City of Rochester intends to purchase the historic Chateau Theatre (updated)
(THE MED CITY BEAT) - The City of Rochester intends to purchase the historic Chateau Theatre in downtown Rochester.
The announcement was made Monday afternoon at a news conference outside the theater in Peace Plaza. Lt. Gov. Tina Smith was joined by Mayor Ardell Brede, City Council President Randy Staver and Mayo Clinic CEO John Noseworthy.
"Thanks to the foresight of the city and the Mayo Clinic, this iconic building will be part of the community forever more," said Smith.
There are no specific plans yet for the 88-year-old building. Its future use will be decided after a 60-day public comment period, which will begin after the city council approves the purchase agreement on April 6.
The Chataeu has been empty since the end of last year, when Barnes and Nobles vacated the building after about 15 years.
"This is truly a great day for the city of Rochester," said Staver.
Rochester plans to contribute $5.5 million in public funding toward the purchase, while the Mayo Clinic has agreed to pitch in a gift of $500,000. The city's ownership of the property would be similar to its arrangements with the art and senior centers.
The city hopes the costs will count toward its $128 million portion of the Destination Medical Center initiative, said Staver.

Entries shown:

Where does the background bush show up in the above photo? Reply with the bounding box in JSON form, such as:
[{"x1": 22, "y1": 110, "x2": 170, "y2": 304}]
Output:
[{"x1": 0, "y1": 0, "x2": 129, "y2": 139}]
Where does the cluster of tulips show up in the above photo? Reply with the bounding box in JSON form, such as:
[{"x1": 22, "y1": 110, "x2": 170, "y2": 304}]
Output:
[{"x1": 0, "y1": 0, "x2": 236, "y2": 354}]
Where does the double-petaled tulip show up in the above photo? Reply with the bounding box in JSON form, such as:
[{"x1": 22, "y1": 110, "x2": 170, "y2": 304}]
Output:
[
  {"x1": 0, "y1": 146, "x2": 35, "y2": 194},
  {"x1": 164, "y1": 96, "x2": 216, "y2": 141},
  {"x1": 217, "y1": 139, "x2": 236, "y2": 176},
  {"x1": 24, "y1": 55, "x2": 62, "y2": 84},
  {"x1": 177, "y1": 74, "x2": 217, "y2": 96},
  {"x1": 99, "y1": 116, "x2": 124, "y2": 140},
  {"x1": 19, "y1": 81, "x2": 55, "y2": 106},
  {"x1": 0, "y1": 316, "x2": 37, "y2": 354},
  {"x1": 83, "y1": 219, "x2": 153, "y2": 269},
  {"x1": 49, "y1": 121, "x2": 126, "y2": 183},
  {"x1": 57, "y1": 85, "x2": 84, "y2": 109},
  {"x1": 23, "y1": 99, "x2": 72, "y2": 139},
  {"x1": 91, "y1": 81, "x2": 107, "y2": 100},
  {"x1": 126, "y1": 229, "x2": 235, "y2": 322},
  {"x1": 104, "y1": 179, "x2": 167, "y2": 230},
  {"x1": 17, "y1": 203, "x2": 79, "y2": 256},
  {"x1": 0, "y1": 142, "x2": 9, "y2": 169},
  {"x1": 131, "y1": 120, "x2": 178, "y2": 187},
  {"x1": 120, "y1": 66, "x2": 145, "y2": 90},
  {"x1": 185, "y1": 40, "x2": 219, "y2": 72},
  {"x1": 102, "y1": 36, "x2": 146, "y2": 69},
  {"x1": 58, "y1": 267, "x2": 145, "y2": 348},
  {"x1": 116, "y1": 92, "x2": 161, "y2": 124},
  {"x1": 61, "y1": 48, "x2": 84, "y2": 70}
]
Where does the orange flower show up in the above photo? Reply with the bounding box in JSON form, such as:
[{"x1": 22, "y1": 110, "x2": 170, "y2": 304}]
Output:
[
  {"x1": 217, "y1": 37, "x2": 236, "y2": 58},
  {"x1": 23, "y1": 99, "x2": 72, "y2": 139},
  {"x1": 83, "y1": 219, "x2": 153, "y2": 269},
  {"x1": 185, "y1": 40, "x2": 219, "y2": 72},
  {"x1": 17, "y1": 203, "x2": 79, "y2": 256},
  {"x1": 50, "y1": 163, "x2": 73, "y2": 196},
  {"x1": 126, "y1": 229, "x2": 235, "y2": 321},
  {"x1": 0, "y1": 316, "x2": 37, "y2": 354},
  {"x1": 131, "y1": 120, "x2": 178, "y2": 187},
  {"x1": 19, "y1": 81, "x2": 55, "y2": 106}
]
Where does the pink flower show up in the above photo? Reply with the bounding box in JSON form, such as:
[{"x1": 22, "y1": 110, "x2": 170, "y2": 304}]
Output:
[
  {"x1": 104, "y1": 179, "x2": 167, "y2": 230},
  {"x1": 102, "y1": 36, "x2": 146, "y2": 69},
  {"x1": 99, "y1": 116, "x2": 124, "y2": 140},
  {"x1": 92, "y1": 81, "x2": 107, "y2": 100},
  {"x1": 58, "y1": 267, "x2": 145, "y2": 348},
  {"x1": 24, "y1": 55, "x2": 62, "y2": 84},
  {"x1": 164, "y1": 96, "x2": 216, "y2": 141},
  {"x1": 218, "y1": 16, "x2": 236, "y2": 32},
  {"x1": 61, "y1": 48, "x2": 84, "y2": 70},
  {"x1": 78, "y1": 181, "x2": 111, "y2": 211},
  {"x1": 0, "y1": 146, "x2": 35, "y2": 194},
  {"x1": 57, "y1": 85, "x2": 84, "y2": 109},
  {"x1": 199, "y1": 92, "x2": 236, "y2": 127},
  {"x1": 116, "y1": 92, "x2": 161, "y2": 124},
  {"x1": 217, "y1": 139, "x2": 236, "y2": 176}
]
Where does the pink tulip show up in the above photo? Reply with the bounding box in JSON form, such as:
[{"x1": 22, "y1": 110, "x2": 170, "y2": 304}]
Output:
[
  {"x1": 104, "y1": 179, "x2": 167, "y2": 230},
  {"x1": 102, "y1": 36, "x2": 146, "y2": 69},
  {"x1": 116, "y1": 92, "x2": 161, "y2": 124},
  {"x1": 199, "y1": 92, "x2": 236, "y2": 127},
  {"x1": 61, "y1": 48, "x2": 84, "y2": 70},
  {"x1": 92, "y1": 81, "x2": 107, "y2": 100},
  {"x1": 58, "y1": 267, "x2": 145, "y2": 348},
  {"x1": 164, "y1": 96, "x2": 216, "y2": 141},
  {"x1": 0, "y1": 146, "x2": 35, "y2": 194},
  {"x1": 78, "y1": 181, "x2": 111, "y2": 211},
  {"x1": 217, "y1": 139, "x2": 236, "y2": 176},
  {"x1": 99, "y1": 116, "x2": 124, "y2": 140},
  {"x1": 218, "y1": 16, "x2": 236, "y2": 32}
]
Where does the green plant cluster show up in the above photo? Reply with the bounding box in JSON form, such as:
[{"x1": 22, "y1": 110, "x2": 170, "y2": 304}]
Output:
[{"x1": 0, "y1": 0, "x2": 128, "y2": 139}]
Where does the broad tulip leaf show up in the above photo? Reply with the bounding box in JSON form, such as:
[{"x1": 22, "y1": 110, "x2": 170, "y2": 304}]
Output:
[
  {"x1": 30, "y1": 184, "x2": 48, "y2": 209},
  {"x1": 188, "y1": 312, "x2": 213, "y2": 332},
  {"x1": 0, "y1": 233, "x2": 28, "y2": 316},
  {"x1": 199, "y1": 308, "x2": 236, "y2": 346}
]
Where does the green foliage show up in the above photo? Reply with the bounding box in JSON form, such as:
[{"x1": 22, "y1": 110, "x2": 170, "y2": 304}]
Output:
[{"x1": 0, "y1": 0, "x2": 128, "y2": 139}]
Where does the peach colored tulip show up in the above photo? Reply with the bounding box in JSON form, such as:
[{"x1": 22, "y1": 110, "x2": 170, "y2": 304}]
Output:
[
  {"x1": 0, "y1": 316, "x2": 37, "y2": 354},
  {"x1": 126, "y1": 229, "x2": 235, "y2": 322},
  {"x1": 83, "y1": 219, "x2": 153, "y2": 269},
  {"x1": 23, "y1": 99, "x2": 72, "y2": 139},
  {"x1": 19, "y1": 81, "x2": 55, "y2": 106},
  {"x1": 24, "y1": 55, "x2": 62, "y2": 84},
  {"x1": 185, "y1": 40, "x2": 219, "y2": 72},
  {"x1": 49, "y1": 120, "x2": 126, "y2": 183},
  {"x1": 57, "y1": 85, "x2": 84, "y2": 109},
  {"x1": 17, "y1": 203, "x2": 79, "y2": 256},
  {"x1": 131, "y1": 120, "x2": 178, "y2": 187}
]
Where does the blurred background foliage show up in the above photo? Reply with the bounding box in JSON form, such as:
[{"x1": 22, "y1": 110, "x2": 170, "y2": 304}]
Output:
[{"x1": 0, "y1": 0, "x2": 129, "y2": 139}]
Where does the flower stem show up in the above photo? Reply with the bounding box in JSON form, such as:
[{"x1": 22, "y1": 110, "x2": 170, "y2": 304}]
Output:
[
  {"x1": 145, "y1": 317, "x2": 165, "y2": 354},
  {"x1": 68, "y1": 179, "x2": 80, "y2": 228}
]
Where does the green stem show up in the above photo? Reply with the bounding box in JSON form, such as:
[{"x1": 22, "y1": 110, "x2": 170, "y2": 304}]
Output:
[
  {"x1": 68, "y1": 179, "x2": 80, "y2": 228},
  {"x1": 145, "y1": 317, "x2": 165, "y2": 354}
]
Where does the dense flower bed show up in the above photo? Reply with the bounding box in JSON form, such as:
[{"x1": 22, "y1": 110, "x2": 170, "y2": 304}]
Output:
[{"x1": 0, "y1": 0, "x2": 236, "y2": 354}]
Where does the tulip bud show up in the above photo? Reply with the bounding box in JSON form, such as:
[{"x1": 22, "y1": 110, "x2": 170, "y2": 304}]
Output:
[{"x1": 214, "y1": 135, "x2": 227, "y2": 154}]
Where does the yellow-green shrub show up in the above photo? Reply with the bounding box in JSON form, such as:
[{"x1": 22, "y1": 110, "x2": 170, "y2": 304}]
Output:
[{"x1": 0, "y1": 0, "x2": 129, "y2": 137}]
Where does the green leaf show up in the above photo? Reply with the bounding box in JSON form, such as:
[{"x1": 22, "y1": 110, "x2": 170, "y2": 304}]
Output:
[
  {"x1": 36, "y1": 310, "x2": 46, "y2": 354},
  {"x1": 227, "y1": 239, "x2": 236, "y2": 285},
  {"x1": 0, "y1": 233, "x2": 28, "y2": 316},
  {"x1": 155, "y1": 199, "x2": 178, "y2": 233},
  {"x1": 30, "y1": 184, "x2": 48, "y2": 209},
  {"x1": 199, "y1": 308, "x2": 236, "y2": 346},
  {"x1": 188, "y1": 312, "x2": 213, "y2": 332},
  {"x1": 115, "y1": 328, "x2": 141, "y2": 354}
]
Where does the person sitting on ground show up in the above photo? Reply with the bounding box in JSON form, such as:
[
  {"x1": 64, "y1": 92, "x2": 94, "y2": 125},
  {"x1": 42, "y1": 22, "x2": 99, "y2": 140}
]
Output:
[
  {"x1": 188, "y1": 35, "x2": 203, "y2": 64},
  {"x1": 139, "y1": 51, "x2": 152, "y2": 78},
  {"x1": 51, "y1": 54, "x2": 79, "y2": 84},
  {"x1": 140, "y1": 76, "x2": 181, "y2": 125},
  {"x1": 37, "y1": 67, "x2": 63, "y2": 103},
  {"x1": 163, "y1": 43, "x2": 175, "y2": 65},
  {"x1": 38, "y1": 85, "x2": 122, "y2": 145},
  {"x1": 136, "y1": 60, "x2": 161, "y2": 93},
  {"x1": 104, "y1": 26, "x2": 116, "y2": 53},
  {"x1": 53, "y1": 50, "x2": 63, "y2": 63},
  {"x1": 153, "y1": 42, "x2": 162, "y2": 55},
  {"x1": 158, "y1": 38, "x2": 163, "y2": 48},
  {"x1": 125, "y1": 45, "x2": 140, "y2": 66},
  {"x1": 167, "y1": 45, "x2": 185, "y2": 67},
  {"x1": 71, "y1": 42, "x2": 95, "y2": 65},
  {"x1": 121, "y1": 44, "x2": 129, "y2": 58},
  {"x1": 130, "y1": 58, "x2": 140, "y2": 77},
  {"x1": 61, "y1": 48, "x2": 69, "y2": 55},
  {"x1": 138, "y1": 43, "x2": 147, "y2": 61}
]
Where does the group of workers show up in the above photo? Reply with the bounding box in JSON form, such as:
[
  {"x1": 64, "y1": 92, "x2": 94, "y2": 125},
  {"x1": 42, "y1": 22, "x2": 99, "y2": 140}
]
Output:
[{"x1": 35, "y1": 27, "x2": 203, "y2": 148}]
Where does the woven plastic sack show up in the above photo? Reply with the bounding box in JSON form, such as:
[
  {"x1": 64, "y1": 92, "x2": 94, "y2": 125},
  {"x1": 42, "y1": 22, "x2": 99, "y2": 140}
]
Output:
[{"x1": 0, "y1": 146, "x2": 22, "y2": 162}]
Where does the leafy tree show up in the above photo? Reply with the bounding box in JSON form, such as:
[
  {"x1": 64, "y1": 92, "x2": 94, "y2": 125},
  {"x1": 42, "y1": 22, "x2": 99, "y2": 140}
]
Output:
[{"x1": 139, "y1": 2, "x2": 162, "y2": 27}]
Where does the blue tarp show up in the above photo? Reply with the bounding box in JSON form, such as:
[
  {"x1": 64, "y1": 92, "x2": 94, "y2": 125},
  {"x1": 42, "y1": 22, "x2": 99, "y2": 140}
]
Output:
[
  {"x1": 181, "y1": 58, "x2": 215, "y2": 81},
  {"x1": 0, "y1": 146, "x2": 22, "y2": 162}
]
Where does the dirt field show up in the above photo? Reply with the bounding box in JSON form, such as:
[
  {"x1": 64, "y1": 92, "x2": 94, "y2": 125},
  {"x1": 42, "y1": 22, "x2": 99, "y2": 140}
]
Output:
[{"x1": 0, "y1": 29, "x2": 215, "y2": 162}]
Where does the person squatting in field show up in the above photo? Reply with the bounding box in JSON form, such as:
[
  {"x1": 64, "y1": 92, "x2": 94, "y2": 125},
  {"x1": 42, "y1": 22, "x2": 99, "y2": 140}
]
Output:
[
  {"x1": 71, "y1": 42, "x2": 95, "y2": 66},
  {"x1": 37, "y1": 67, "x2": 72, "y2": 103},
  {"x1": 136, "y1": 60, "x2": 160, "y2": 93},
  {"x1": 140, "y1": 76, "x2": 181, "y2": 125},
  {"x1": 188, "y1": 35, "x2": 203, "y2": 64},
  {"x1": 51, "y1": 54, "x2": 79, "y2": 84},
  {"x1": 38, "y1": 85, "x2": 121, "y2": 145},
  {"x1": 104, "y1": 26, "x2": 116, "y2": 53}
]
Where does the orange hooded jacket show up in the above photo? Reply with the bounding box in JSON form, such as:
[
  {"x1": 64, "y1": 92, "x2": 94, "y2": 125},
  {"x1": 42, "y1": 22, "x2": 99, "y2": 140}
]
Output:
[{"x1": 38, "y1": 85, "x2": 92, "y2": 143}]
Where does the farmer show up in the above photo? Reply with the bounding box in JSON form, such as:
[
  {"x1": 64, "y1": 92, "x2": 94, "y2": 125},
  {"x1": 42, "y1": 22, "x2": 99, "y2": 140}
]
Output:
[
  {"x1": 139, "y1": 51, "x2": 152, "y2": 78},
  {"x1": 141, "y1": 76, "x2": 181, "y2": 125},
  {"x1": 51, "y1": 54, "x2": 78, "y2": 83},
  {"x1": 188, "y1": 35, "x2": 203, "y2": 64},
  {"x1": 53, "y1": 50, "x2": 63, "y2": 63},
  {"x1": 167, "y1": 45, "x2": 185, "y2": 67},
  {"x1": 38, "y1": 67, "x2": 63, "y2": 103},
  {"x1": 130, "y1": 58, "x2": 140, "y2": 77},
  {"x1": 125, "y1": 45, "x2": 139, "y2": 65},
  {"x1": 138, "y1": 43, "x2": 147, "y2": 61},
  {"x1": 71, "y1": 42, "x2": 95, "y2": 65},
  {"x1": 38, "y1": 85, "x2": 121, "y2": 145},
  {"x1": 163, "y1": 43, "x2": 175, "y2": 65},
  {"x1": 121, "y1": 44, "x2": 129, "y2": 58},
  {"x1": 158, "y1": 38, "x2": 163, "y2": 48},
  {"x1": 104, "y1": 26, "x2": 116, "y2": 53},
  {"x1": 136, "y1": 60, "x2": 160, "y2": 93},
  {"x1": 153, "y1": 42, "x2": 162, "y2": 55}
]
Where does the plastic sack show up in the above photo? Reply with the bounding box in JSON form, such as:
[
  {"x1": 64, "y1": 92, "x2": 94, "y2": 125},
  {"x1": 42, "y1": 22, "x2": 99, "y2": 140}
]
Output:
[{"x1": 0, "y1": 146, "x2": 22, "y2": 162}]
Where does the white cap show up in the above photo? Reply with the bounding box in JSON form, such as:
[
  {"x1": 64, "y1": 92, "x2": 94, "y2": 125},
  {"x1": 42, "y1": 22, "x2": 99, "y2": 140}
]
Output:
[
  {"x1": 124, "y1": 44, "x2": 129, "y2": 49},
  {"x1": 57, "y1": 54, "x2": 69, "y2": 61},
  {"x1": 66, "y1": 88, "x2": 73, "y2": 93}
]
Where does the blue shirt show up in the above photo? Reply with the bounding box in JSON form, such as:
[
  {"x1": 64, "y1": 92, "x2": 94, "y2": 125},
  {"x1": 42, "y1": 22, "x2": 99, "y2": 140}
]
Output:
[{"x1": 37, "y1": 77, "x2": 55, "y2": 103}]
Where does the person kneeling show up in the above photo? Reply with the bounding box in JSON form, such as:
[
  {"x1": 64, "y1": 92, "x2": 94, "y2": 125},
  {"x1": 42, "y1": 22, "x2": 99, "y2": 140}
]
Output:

Explore the material:
1) From the Chateau Theatre article, return the stretch from "The Chataeu has" through "initiative, said Staver.", copied word for word.
2) Extend the news report on Rochester's planned purchase of the Chateau Theatre, picking up after its final sentence.

Expected results:
1)
The Chataeu has been empty since the end of last year, when Barnes and Nobles vacated the building after about 15 years.
"This is truly a great day for the city of Rochester," said Staver.
Rochester plans to contribute $5.5 million in public funding toward the purchase, while the Mayo Clinic has agreed to pitch in a gift of $500,000. The city's ownership of the property would be similar to its arrangements with the art and senior centers.
The city hopes the costs will count toward its $128 million portion of the Destination Medical Center initiative, said Staver.

2)
The current version of the DMC plan calls for the Chateau to have an integral role in the future of Peace Plaza. Planners want to enhance the main downtown intersection — First Street and First Avenue — with new attractions and features such as an ice-skating rink and a glass pavilion.
"First and First would also provide a beautiful grand dining terrace that spans First Avenue connected to the Chateau Theatre making the theater a key part of the overall design and cultural experiences offered in the space," notes the plan.
The Chateau was constructed in 1927 as a live-performance and movie house, according to Minnesota Historical Society records. It was one of the most elaborate theaters built in Rochester in the early 20th century, notes the Rochester Convention and Visitor's Bureau.
The building was added to the National Register of Historic Places in 1980.